Saved data:
━━━
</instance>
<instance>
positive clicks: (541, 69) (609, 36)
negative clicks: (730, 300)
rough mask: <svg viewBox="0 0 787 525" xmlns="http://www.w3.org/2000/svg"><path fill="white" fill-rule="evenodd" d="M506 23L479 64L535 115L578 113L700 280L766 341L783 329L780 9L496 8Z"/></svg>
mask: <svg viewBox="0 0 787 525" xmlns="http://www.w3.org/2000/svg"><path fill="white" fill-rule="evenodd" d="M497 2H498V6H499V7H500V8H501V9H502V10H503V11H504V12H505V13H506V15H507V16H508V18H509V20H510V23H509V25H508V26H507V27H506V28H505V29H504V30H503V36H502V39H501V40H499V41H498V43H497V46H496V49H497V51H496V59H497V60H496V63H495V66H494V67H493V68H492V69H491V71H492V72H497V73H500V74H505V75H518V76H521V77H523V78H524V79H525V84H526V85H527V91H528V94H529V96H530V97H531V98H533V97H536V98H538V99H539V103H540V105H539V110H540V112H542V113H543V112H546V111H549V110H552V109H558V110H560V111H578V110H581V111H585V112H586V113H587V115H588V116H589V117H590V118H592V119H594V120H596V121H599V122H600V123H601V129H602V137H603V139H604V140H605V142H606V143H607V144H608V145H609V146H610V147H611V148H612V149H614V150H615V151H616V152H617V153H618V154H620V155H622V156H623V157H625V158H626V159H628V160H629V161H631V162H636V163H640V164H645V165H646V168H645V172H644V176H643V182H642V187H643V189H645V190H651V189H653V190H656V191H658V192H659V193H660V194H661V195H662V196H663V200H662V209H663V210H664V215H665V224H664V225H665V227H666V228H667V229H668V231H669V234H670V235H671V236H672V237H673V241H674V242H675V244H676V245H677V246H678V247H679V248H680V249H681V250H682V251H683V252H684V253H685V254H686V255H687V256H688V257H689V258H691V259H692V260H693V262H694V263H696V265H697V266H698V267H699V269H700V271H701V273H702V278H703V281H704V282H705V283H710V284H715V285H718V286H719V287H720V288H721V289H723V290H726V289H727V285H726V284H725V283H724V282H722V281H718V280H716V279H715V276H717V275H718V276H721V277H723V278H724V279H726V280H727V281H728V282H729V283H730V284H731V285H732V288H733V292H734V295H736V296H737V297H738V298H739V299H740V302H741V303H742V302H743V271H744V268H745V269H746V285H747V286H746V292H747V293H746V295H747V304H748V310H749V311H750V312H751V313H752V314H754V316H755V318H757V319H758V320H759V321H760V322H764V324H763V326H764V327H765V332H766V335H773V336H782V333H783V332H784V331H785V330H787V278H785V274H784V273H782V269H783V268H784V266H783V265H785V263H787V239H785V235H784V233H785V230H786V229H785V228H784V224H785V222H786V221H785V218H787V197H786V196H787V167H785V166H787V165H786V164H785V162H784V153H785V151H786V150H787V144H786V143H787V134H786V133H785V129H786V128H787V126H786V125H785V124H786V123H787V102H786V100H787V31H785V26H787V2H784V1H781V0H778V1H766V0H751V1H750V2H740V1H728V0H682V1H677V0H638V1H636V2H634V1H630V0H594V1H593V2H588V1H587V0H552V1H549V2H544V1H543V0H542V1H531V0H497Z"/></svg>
━━━
- [Exercise objective]: Turn the data above into a two-column CSV with the headers "prompt" and "mask", one row per request: the request text under "prompt" and its answer under "mask". Put each field in double quotes and replace every line break inside a field with a space.

- [Exercise result]:
prompt,mask
"</instance> <instance> positive clicks: (541, 69) (609, 36) negative clicks: (730, 300) rough mask: <svg viewBox=""0 0 787 525"" xmlns=""http://www.w3.org/2000/svg""><path fill=""white"" fill-rule=""evenodd"" d=""M506 23L479 64L535 115L578 113L700 280L766 341L783 329L780 9L496 8Z""/></svg>","mask: <svg viewBox=""0 0 787 525"" xmlns=""http://www.w3.org/2000/svg""><path fill=""white"" fill-rule=""evenodd"" d=""M497 2H498V6H499V7H500V8H501V9H502V10H503V11H504V12H505V13H506V15H507V16H508V18H509V20H510V23H509V25H508V26H507V27H506V28H505V29H504V30H503V36H502V39H501V40H499V41H498V43H497V46H496V49H497V51H496V59H497V60H496V63H495V66H494V67H493V68H492V69H491V71H492V72H497V73H500V74H505V75H518V76H521V77H523V78H524V79H525V84H526V85H527V91H528V94H529V96H530V97H531V98H533V97H536V98H538V99H539V103H540V105H539V110H540V112H542V113H543V112H546V111H549V110H552V109H558V110H560V111H578V110H581V111H585V112H586V113H587V115H588V116H589V117H590V118H592V119H594V120H596V121H599V122H600V123H601V129H602V137H603V139H604V140H605V142H606V143H607V144H608V145H609V146H610V147H611V148H612V149H614V150H615V151H616V152H617V153H618V154H620V155H622V156H623V157H625V158H626V159H628V160H629V161H631V162H636V163H640V164H645V165H646V168H645V172H644V176H643V182H642V187H643V189H645V190H651V189H653V190H656V191H658V192H659V193H660V194H661V195H662V196H663V200H662V209H663V210H664V215H665V224H664V225H665V227H666V228H667V229H668V231H669V234H670V235H671V236H672V237H673V241H674V242H675V244H676V245H677V246H678V247H679V248H680V249H681V250H682V251H683V252H684V253H685V254H686V255H687V256H688V257H689V258H691V259H692V260H693V262H694V263H696V265H697V266H698V267H699V269H700V271H701V273H702V278H703V281H704V282H705V283H710V284H715V285H718V286H719V287H720V288H721V289H723V290H726V289H727V285H726V284H725V283H724V282H722V281H718V280H716V279H715V276H717V275H718V276H721V277H723V278H724V279H726V280H727V281H728V282H729V283H730V284H731V285H732V288H733V292H734V295H736V296H737V297H738V298H739V299H740V302H741V303H742V302H743V271H744V268H745V269H746V285H747V286H746V292H747V293H746V295H747V304H748V310H749V311H750V312H751V313H752V314H754V316H755V318H757V319H758V320H759V321H760V322H764V324H763V326H764V327H765V332H766V335H773V336H782V333H783V332H784V331H785V330H787V278H785V274H784V273H782V269H783V268H784V266H783V265H785V263H787V239H785V235H784V233H785V230H786V229H785V228H784V224H785V222H786V221H785V218H787V197H786V196H787V167H785V166H787V165H786V164H785V162H784V153H785V151H786V150H787V144H786V143H787V134H786V133H785V129H786V128H787V126H786V125H785V124H786V123H787V102H786V100H787V31H785V26H787V2H784V1H781V0H778V1H766V0H751V1H750V2H740V1H728V0H682V1H677V0H638V1H636V2H634V1H630V0H594V1H593V2H588V1H587V0H552V1H549V2H544V1H543V0H542V1H531V0H497Z""/></svg>"